● Request: Select every line in the items below that contains the word "plant" and copy each of those lines.

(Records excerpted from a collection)
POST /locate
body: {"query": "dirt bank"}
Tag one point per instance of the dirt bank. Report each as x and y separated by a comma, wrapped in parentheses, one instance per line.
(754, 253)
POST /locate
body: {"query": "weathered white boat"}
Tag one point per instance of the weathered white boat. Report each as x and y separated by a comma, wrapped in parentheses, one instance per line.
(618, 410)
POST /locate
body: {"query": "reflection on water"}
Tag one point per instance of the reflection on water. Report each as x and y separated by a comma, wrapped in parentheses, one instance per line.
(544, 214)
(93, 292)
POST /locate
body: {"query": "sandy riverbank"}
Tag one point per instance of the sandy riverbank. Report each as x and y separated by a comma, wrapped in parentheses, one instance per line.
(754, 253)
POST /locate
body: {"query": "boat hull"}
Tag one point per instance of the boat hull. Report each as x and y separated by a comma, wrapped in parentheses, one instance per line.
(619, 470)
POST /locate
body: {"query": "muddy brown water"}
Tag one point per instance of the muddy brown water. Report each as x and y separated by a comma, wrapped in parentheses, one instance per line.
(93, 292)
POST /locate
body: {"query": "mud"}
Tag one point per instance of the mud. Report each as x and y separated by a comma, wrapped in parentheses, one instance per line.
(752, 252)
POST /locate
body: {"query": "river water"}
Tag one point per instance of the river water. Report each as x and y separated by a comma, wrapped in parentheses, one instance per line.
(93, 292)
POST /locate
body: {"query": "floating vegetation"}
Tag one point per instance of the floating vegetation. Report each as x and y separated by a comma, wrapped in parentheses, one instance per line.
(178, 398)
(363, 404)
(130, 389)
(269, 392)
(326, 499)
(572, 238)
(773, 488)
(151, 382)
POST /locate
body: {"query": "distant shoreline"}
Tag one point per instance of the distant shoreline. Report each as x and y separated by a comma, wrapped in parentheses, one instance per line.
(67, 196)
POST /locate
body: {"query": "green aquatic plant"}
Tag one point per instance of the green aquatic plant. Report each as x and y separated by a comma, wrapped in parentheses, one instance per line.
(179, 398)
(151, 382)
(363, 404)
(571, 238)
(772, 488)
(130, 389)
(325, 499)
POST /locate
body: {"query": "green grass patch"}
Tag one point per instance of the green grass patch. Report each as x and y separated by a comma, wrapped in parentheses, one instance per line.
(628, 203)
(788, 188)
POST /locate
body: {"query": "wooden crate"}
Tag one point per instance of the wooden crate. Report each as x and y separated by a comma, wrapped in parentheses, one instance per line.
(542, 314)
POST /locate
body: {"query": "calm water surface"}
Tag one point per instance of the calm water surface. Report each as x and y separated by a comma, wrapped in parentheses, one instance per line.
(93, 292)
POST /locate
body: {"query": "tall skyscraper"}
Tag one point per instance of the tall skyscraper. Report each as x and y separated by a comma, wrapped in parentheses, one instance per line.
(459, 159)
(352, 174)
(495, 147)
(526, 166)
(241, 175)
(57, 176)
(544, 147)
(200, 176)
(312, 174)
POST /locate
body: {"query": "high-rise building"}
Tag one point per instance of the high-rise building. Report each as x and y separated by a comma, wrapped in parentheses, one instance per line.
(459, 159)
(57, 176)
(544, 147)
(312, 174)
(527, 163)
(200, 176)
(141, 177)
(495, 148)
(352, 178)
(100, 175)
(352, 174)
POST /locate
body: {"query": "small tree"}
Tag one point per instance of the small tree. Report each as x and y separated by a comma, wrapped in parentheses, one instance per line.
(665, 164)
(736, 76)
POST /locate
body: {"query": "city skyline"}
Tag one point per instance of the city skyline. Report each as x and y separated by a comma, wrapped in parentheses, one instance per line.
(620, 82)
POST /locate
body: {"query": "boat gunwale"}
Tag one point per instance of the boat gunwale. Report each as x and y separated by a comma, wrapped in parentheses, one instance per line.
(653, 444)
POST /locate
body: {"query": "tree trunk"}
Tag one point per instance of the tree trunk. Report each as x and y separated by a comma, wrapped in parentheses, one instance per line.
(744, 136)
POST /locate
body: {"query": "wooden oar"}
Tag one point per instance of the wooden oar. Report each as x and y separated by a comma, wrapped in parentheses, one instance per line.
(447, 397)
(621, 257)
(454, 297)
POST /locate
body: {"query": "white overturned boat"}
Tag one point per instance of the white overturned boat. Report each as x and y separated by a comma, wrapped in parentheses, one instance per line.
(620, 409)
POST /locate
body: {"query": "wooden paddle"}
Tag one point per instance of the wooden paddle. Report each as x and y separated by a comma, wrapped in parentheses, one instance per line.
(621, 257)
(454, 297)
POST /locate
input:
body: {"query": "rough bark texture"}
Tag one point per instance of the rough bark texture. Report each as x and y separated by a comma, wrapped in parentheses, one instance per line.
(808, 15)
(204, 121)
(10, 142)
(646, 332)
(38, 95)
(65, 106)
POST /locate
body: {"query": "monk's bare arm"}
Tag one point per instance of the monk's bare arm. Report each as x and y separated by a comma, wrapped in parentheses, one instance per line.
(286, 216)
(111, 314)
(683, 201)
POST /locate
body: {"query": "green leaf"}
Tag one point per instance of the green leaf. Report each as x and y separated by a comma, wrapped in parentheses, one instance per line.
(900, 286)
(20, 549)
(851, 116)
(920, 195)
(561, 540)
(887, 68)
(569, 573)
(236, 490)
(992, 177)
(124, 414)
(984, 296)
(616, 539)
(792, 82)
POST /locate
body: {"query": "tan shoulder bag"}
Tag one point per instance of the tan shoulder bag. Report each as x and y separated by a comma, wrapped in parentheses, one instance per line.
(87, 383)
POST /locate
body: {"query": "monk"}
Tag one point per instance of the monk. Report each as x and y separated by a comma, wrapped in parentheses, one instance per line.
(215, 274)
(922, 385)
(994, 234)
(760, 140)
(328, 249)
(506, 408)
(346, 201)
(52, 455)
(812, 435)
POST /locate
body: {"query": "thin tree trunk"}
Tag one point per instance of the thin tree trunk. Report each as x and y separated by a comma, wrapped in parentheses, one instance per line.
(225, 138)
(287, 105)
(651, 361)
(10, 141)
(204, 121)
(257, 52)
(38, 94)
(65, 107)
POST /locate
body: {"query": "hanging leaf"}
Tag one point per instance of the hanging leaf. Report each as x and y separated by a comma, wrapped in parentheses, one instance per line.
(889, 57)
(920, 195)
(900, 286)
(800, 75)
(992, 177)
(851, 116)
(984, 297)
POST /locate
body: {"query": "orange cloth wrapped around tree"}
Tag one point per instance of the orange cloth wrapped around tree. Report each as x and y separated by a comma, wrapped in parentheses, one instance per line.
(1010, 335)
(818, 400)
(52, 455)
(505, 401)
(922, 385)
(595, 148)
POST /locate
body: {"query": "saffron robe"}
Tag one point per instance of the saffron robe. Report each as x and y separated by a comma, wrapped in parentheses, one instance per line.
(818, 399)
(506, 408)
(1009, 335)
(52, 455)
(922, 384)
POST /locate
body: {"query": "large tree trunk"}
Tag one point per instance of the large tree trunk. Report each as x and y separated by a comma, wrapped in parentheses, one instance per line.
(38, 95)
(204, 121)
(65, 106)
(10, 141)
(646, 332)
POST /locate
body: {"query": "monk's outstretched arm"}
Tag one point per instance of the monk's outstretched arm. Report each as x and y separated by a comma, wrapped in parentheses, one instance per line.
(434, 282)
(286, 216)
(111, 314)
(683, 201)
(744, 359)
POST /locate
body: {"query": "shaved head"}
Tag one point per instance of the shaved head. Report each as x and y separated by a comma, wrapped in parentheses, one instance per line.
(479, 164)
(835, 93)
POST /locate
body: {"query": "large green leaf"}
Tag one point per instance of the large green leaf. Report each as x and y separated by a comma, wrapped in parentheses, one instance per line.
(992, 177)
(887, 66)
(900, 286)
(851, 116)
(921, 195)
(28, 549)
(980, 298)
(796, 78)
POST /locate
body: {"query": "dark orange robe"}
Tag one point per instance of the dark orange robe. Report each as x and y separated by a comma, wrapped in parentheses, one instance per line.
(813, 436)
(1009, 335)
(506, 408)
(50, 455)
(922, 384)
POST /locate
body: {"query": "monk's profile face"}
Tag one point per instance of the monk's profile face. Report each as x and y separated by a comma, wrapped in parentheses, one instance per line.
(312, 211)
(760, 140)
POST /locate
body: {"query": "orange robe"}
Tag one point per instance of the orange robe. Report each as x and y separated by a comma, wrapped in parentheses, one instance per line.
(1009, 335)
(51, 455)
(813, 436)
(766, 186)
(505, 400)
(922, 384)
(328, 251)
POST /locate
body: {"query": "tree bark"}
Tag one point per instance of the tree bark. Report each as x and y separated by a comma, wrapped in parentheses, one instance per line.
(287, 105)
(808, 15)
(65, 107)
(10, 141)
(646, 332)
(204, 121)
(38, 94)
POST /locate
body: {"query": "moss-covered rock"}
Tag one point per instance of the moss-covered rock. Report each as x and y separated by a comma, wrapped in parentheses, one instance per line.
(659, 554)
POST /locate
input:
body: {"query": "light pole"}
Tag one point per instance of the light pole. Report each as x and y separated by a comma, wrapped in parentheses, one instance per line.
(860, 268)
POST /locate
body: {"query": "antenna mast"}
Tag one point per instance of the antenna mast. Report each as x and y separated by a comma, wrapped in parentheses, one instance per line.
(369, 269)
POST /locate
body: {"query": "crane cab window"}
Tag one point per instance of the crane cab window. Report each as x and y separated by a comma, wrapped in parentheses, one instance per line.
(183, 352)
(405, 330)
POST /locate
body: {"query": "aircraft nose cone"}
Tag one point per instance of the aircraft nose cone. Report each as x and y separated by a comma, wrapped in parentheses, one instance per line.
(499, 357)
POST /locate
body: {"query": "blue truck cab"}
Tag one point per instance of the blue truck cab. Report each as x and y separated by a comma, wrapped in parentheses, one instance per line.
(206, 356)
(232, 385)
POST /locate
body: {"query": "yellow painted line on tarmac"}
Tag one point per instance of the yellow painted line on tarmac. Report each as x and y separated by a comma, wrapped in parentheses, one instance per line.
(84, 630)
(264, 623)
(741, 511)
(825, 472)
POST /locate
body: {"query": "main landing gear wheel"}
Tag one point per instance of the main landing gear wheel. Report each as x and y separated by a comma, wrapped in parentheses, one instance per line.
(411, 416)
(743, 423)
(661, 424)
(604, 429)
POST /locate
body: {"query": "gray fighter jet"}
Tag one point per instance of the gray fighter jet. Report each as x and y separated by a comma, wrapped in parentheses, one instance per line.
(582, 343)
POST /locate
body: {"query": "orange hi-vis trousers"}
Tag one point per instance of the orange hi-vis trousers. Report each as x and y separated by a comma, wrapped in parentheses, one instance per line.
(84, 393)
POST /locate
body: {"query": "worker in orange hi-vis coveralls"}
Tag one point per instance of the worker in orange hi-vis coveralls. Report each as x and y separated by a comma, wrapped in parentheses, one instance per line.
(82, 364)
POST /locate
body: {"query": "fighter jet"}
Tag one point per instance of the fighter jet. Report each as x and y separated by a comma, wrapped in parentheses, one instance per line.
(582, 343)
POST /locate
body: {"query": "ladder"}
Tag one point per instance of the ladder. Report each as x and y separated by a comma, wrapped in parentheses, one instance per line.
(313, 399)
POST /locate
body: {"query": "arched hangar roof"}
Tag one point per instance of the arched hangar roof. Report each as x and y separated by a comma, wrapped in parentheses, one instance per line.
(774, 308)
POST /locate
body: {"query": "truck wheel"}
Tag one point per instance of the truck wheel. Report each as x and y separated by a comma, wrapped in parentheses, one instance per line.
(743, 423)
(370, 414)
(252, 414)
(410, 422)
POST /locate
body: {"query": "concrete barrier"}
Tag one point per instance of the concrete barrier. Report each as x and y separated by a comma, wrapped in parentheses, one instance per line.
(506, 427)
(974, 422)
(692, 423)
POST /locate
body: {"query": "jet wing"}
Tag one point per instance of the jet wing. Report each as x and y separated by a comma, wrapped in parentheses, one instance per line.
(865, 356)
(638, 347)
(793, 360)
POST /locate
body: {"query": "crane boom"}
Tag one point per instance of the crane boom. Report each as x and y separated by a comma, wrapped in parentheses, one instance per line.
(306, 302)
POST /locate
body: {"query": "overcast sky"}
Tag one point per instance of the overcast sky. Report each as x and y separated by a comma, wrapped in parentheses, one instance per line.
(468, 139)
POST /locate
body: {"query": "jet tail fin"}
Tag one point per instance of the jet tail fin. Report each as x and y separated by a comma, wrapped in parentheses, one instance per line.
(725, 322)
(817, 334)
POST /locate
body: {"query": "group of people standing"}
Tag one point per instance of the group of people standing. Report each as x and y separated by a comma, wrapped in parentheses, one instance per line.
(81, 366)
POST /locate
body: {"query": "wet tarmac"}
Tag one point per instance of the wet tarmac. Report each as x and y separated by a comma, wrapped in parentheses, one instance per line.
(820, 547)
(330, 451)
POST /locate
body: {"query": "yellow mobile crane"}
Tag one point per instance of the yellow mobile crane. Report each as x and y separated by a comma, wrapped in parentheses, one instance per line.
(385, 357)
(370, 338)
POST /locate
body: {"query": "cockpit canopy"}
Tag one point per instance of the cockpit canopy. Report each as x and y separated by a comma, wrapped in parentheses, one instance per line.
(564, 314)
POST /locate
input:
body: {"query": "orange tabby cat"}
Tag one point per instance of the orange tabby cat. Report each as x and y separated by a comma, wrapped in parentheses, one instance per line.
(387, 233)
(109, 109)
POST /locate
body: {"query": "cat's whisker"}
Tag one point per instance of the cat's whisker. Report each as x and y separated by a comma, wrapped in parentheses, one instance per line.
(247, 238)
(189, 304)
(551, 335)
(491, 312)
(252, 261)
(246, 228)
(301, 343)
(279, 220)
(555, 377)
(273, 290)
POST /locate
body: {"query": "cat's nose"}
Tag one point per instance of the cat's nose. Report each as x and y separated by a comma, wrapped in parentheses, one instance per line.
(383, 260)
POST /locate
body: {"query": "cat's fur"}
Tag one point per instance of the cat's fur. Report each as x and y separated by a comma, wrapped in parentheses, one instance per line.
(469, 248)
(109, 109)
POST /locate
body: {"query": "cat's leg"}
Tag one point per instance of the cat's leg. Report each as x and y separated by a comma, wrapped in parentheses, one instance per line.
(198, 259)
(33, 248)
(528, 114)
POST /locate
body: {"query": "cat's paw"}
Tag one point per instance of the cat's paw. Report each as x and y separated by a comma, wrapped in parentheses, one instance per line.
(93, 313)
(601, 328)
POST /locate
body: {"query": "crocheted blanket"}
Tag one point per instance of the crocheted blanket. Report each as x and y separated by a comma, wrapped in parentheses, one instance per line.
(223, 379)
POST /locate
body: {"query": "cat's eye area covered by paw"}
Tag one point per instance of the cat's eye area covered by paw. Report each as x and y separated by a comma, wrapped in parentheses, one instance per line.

● Exercise response:
body: {"query": "green aquatic plant"}
Tag one point per instance of the green aquatic plant. Report each as x and y separated by a comma, wrapped in parentheses, one instance per line.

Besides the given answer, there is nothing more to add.